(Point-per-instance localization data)
══════
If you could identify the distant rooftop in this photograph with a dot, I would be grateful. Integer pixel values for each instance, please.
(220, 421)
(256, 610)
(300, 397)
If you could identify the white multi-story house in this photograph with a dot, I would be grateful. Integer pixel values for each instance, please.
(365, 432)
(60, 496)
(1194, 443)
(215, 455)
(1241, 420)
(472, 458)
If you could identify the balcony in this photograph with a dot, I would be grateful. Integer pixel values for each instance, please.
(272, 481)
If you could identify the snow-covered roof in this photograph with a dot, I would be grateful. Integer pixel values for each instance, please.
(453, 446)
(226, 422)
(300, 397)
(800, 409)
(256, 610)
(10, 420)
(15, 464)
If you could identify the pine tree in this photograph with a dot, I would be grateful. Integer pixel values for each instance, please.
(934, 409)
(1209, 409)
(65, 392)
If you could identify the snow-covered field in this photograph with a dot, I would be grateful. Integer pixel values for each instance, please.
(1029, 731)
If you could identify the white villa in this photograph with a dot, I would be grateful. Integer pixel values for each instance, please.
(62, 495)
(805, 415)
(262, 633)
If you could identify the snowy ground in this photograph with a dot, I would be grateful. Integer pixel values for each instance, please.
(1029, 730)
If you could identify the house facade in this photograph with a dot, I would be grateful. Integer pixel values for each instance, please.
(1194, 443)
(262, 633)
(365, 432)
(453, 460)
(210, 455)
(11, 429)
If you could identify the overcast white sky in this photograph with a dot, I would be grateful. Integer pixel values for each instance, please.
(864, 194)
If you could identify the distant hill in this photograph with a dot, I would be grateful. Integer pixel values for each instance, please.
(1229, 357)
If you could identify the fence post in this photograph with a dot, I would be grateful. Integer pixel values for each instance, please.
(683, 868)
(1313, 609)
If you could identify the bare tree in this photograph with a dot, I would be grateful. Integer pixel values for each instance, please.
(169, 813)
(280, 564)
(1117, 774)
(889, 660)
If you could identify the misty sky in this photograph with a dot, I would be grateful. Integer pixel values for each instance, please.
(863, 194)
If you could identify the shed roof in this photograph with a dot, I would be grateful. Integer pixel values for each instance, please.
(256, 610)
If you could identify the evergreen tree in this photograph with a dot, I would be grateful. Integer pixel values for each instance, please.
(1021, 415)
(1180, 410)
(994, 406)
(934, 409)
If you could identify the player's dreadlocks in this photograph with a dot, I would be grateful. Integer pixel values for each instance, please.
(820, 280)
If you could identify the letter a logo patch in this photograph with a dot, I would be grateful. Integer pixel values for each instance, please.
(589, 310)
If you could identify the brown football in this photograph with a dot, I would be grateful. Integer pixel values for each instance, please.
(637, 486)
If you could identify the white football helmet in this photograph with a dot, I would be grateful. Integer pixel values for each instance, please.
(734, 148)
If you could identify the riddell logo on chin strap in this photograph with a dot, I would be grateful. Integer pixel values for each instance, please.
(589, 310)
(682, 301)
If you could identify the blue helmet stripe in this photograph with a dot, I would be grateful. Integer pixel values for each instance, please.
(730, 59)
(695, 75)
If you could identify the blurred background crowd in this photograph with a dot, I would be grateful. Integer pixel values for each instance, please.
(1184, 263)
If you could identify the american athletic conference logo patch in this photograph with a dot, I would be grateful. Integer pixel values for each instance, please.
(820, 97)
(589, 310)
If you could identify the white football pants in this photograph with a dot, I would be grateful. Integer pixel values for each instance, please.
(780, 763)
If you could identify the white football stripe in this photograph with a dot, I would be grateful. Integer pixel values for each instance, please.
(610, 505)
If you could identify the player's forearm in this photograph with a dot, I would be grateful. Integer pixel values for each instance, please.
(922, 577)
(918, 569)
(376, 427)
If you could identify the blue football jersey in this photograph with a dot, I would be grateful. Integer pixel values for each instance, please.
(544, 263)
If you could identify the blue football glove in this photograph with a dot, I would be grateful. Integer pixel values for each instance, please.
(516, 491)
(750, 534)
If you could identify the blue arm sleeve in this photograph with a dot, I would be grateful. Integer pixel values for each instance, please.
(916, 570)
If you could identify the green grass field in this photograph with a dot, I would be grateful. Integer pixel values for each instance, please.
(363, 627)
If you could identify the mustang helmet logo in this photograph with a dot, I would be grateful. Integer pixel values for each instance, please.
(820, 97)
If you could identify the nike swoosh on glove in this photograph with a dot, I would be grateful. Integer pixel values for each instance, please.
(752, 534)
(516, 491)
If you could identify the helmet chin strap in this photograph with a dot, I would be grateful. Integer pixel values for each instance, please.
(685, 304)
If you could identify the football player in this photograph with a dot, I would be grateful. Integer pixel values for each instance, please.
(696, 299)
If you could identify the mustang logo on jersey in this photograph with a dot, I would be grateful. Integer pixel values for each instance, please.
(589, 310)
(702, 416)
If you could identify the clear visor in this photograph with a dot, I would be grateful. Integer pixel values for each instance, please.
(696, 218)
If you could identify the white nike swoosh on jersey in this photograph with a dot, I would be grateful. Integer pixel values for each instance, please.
══════
§ WHAT YOU HAVE TO DO
The lines above need to be restated word for word, all of them.

§ EXERCISE RESULT
If you could identify the distant rooftop in this photograph with a dot, I would be grateful. Integer pixel values for each instance, please.
(220, 421)
(256, 610)
(300, 397)
If you could identify the white multi-story house in this photograph with a dot, I would be grateful. Integer pixel values for each instance, please.
(365, 432)
(60, 496)
(1194, 443)
(215, 455)
(1241, 420)
(472, 458)
If you could identify the balcony in this photograph with a dot, I would be grateful. Integer pixel values for each instance, please.
(272, 481)
If you could identify the snow-covered roof in this photograph with a dot, I would be grateful. Integer pixel values for each instance, please.
(453, 446)
(226, 422)
(300, 397)
(800, 409)
(256, 610)
(10, 420)
(15, 464)
If you could identify the pine tree in this photograph with a dot, I would be grateful. Integer pixel values for each instance, please.
(934, 409)
(1209, 409)
(65, 392)
If you could identify the snow-covered field in this photograph with a dot, I would be grateful. Integer pixel values for each instance, please.
(1029, 731)
If you could identify the white villa in this photograph with a dot, I would be grateful. Integer pixel values for each instance, please.
(62, 495)
(805, 415)
(262, 633)
If you could identify the snowy ground in this photograph with a dot, I would be grateful. Integer pixel values for each instance, please.
(1029, 730)
If you could identify the house facade in this photograph with a dot, I would be grateful. Integer pixel values for each instance, please.
(1194, 443)
(262, 633)
(365, 432)
(453, 460)
(210, 455)
(11, 429)
If you could identify the overcast white sky in this photograph with a dot, I would be grateful. Integer pixel values for each instance, please.
(864, 194)
If you could identify the distant hill in this photograph with a dot, I would be grateful. Integer pixel values for each instance, please.
(1229, 357)
If you could identify the fence post in this photograph with a dot, I would be grateful. Integer pixel values for each instance, please.
(683, 868)
(1313, 609)
If you could identify the bare tree in this photograph with a dot, I would be grateful. Integer pixel values for each instance, please.
(169, 813)
(280, 564)
(1117, 774)
(889, 660)
If you could identify the misty sky in this photograph with a dot, I would be grateful. Integer pixel values for each instance, please.
(863, 194)
If you could identify the shed roof in this photograph with a dot, I would be grateful. Integer pixel values for each instance, please.
(256, 610)
If you could identify the evergreen tree in this photograph with a dot, I would be grateful. Integer pixel values for each instance, please.
(1021, 415)
(1180, 410)
(994, 406)
(934, 409)
If you could identify the player's dreadlocks in this photograph with a dot, I would be grateful. Integer pixel values for each instance, please.
(820, 280)
If you could identify the letter a logo patch in this photograph with a dot, I would be grateful. Integer pixel values for each instance, please.
(589, 310)
If you could identify the brown football in this photograph with a dot, I would be grateful. Integer pixel values for each instance, please.
(637, 486)
If you could identify the white football helmet in this photograph with a dot, I would be grateful. Integer pixel values for each instance, please.
(734, 148)
If you could identify the riddell logo on chin strap in this photograph with a dot, I would be grateful. Integer pixel values for each instance, please.
(589, 310)
(682, 301)
If you could identify the blue helmet stripe in this photograph with a dot, I would be grateful. Integer pixel values for each instance, please.
(730, 59)
(695, 75)
If you could identify the blurred background crowd in this photograph with a dot, I would be grateful. Integer pixel values for each instance, please.
(1184, 263)
If you could identify the american athletic conference logo patch in this photograph with a dot, I would be grateful. Integer pixel values for each instance, please.
(820, 97)
(589, 310)
If you could identify the white football pants in this photograph with a dot, I would be grateful. Integer pixel values for each instance, please.
(780, 763)
If you could identify the white football stripe in this photograph with a dot, I would be grateful. Integer pixel values for each instance, please.
(610, 505)
If you could identify the player's forearm in this photograph with a dot, I would be grateful. Integer pixel values for each instance, please.
(922, 577)
(918, 569)
(376, 427)
If you could identify the blue football jersey in this photograph with a dot, I would be grateful. Integer pixel values for each instance, please.
(544, 263)
If you could identify the blue football glove in this photograph with a dot, I would be grateful. Integer pixel values for each instance, please.
(516, 491)
(750, 534)
If you could identify the blue arm sleeve in this photograph with a dot, I would be grateful. Integer pixel values for each instance, please.
(916, 570)
If you could identify the green grass field in this photograph with a dot, I would be grateful. Integer pixel values for each instance, please.
(363, 627)
If you could identify the mustang helmet logo in this photograph with a dot, I would be grateful. Integer pixel values for each instance, please.
(820, 97)
If you could identify the nike swoosh on glove in this photograph with a dot, I would be grateful. Integer pixel values for each instance, please.
(752, 534)
(516, 491)
If you could identify the helmet chin strap in this photograph with a dot, I would be grateful. Integer pixel values for each instance, please.
(685, 304)
If you could identify the football player in this photograph with a dot, I would be grateful. Integer pixel values for each instance, please.
(696, 299)
If you could identify the mustang logo on jersey in this photograph with a dot, I would be grateful. Integer pixel values for each instance, please.
(589, 310)
(702, 416)
If you could identify the clear visor in this photograph with a dot, I would be grateful. Integer pixel values for each instance, please.
(696, 218)
If you could identify the white nike swoosh on jersey in this photograph with a dot, I would be grateful. Integer pixel values for each instance, please.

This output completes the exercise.